Location labeling records
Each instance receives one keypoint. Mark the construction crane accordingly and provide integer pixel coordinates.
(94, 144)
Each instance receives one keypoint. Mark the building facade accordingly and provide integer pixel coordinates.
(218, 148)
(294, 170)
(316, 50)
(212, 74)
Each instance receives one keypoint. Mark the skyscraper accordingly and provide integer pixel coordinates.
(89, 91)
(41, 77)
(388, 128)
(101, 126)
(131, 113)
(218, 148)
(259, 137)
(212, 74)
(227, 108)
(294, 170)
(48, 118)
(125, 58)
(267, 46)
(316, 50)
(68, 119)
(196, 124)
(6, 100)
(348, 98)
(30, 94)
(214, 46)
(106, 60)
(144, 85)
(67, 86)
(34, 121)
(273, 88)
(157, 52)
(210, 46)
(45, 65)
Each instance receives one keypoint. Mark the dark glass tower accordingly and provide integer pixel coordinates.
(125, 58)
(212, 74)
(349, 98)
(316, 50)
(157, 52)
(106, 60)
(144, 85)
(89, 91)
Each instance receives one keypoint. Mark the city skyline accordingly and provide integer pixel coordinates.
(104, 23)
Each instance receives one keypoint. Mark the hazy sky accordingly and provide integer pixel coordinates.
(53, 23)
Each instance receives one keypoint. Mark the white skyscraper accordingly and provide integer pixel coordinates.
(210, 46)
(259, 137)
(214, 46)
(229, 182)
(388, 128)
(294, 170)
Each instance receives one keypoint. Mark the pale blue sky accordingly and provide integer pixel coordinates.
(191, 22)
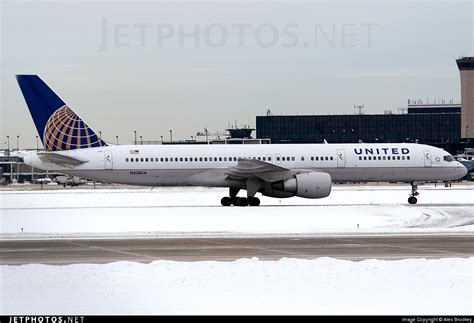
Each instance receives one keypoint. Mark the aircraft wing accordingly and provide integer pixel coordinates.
(252, 168)
(61, 159)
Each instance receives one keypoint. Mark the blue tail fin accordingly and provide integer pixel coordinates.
(58, 126)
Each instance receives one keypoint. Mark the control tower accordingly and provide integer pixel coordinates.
(466, 69)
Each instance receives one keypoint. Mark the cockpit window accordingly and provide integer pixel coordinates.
(448, 158)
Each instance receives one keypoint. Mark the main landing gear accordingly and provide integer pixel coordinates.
(414, 192)
(232, 199)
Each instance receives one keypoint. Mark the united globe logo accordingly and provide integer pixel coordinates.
(65, 130)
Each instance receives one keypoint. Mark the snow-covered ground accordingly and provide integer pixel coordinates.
(178, 211)
(246, 286)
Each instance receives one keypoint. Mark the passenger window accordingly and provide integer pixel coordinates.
(448, 158)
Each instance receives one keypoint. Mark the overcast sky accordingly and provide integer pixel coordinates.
(152, 67)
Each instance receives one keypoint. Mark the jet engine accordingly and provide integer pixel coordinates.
(311, 185)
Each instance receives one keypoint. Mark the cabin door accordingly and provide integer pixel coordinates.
(427, 158)
(341, 158)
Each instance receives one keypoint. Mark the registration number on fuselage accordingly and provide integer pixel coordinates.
(138, 172)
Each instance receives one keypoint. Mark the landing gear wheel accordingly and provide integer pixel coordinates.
(412, 200)
(226, 201)
(241, 201)
(414, 192)
(254, 201)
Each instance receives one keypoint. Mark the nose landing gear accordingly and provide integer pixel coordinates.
(414, 192)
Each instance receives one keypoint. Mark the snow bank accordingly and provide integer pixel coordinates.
(194, 210)
(246, 286)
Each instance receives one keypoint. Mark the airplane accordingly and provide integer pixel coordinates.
(274, 170)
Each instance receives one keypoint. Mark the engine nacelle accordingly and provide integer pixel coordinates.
(312, 185)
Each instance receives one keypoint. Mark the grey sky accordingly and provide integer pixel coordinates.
(186, 66)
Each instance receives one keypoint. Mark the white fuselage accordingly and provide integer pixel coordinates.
(178, 165)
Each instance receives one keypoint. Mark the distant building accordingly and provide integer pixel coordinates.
(445, 125)
(466, 71)
(438, 129)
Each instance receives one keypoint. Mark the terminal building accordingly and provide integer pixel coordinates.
(445, 125)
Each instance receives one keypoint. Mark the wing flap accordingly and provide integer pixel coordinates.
(252, 168)
(61, 159)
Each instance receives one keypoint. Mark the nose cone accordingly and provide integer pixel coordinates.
(461, 170)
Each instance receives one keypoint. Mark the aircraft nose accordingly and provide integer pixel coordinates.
(461, 170)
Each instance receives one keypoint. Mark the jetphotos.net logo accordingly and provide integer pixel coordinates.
(122, 35)
(46, 319)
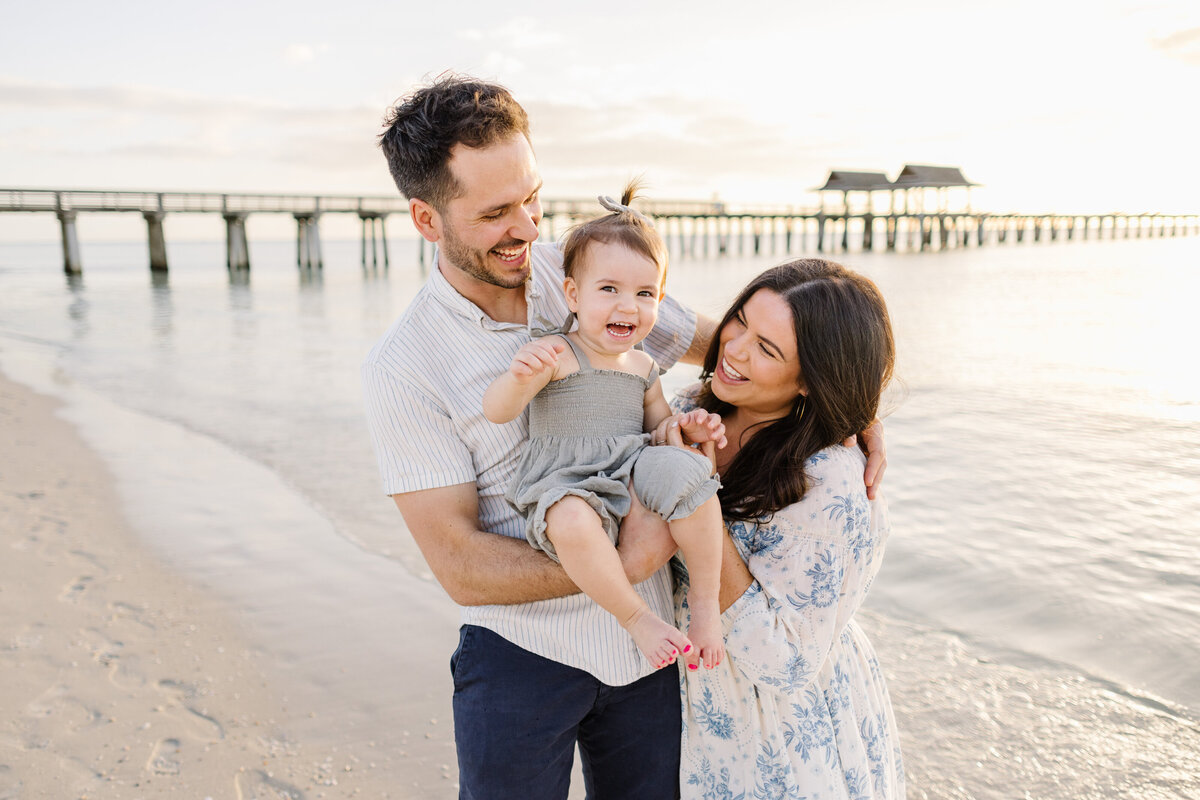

§ What the task asks
Turn every line of the records above into a Markdown table with a Row column holding the row number and a Line column holding the line, skipping any blank lines. Leave the pictures out of the table.

§ Result below
| Row | Line |
|---|---|
| 1 | Each instance receives one keypoint. Mark the construction crane accordingly and provide integer pixel coordinates. |
| 2 | (94, 144) |
| 3 | Each instance receives one keypoint. Mark the building facade accordingly and provide integer pixel coordinates. |
| 4 | (218, 148) |
| 5 | (294, 170) |
| 6 | (316, 50) |
| 7 | (212, 74) |
| 8 | Each instance receives one keypoint. Mark the skyscraper accordingly and provide integer pixel coordinates. |
| 9 | (89, 91) |
| 10 | (41, 77) |
| 11 | (388, 128) |
| 12 | (101, 126) |
| 13 | (131, 113) |
| 14 | (218, 148) |
| 15 | (259, 137) |
| 16 | (212, 74) |
| 17 | (227, 108) |
| 18 | (294, 170) |
| 19 | (48, 118) |
| 20 | (125, 58) |
| 21 | (267, 46) |
| 22 | (316, 50) |
| 23 | (68, 119) |
| 24 | (196, 124) |
| 25 | (6, 100) |
| 26 | (348, 98) |
| 27 | (30, 94) |
| 28 | (214, 46) |
| 29 | (106, 60) |
| 30 | (144, 85) |
| 31 | (67, 86) |
| 32 | (34, 121) |
| 33 | (273, 88) |
| 34 | (157, 52) |
| 35 | (210, 46) |
| 36 | (45, 65) |
| 37 | Each instance receives one keypoint. Mark the dark glass tower accordingly and provide integer pixel coordinates. |
| 38 | (125, 58) |
| 39 | (212, 74) |
| 40 | (349, 98) |
| 41 | (316, 50) |
| 42 | (157, 52) |
| 43 | (106, 60) |
| 44 | (144, 85) |
| 45 | (89, 91) |
| 46 | Each instance receives one keypoint. Mark the city skyline accordingly and provide integer pixel coordinates. |
| 47 | (104, 23) |
| 48 | Each instance receives one keypoint. Mark the hazy sky accordingly and provide integer pixel coordinates. |
| 49 | (53, 23) |
| 50 | Each instance receives one keypoint. Mark the white skyscraper accordingly and provide integer pixel coordinates. |
| 51 | (210, 46) |
| 52 | (259, 137) |
| 53 | (214, 46) |
| 54 | (229, 182) |
| 55 | (388, 128) |
| 56 | (294, 170) |
| 57 | Each instance receives one keypoint. Mark the pale blue sky accordingly and provide integer pixel coordinates. |
| 58 | (191, 22) |
| 59 | Each instance receives one keypoint. Mark the aircraft wing accordingly and provide integer pixel coordinates. |
| 60 | (252, 168) |
| 61 | (61, 159) |
| 62 | Each instance receives one keypoint. Mark the blue tail fin accordingly and provide integer pixel coordinates. |
| 63 | (58, 126) |
| 64 | Each instance receives one keypoint. Mark the control tower accordingly and provide integer pixel coordinates. |
| 65 | (466, 69) |
| 66 | Each instance receives one keypoint. Mark the cockpit window accordingly and provide integer pixel coordinates. |
| 67 | (448, 158) |
| 68 | Each instance receives one keypoint. Mark the main landing gear accordingly and provide integer pixel coordinates. |
| 69 | (414, 192) |
| 70 | (232, 199) |
| 71 | Each instance receives one keypoint. Mark the united globe logo accordingly and provide integer pixel coordinates. |
| 72 | (65, 130) |
| 73 | Each instance receives one keypoint. Mark the snow-covered ground accordingly and provide integer pixel coordinates. |
| 74 | (178, 211) |
| 75 | (246, 286) |
| 76 | Each instance receives one keypoint. Mark the passenger window accordingly and provide integer pixel coordinates. |
| 77 | (448, 158) |
| 78 | Each instance receives one keypoint. Mark the overcast sky accordingly and provide integer pixel coordinates. |
| 79 | (152, 67) |
| 80 | Each instance receives one keypoint. Mark the jet engine accordingly and provide integer pixel coordinates. |
| 81 | (311, 185) |
| 82 | Each instance receives one keypoint. Mark the cabin door accordingly and provide integer pixel coordinates. |
| 83 | (427, 158) |
| 84 | (341, 158) |
| 85 | Each instance receives one keypoint. Mark the registration number on fuselage accordingly and provide integer pixel coordinates. |
| 86 | (138, 172) |
| 87 | Each instance receives one keypoint. Mark the landing gear wheel accordingly and provide integer pixel coordinates. |
| 88 | (412, 200) |
| 89 | (226, 201) |
| 90 | (241, 201) |
| 91 | (414, 192) |
| 92 | (254, 201) |
| 93 | Each instance receives one keypoint. Mark the nose landing gear accordingly and provide integer pixel coordinates. |
| 94 | (414, 192) |
| 95 | Each instance receives one keypoint. Mark the snow bank accordingly and provide integer pixel coordinates. |
| 96 | (194, 210) |
| 97 | (246, 286) |
| 98 | Each instance receives one keypoint. Mark the airplane accordingly and provide integer pixel coordinates. |
| 99 | (274, 170) |
| 100 | Each instance receives one keypoint. Mark the engine nacelle accordingly and provide integer pixel coordinates. |
| 101 | (312, 185) |
| 102 | Each instance receives one keypoint. Mark the grey sky accordingly and provide integer pixel coordinates. |
| 103 | (186, 66) |
| 104 | Each instance receives one keypoint. Mark the white fuselage accordingly and provide integer pixel coordinates. |
| 105 | (178, 165) |
| 106 | Each instance receives one keypoint. Mark the distant building accordingly and provide integer pixel coordinates. |
| 107 | (445, 125) |
| 108 | (466, 71) |
| 109 | (438, 129) |
| 110 | Each instance receives one keypoint. Mark the terminal building accordingly and provide integer pixel coordinates. |
| 111 | (445, 125) |
| 112 | Each instance receives one keypoint. Mark the wing flap accordingly and provide integer pixel coordinates. |
| 113 | (252, 168) |
| 114 | (61, 159) |
| 115 | Each instance receives one keypoint. Mark the nose cone accordingly and provide integer pixel coordinates. |
| 116 | (461, 170) |
| 117 | Each instance receives one keypoint. Mark the aircraft nose accordingly and provide integer pixel coordinates. |
| 118 | (461, 170) |
| 119 | Each instance receives one keypoint. Mark the jetphotos.net logo accordingly and provide integer pixel coordinates. |
| 120 | (122, 35) |
| 121 | (46, 319) |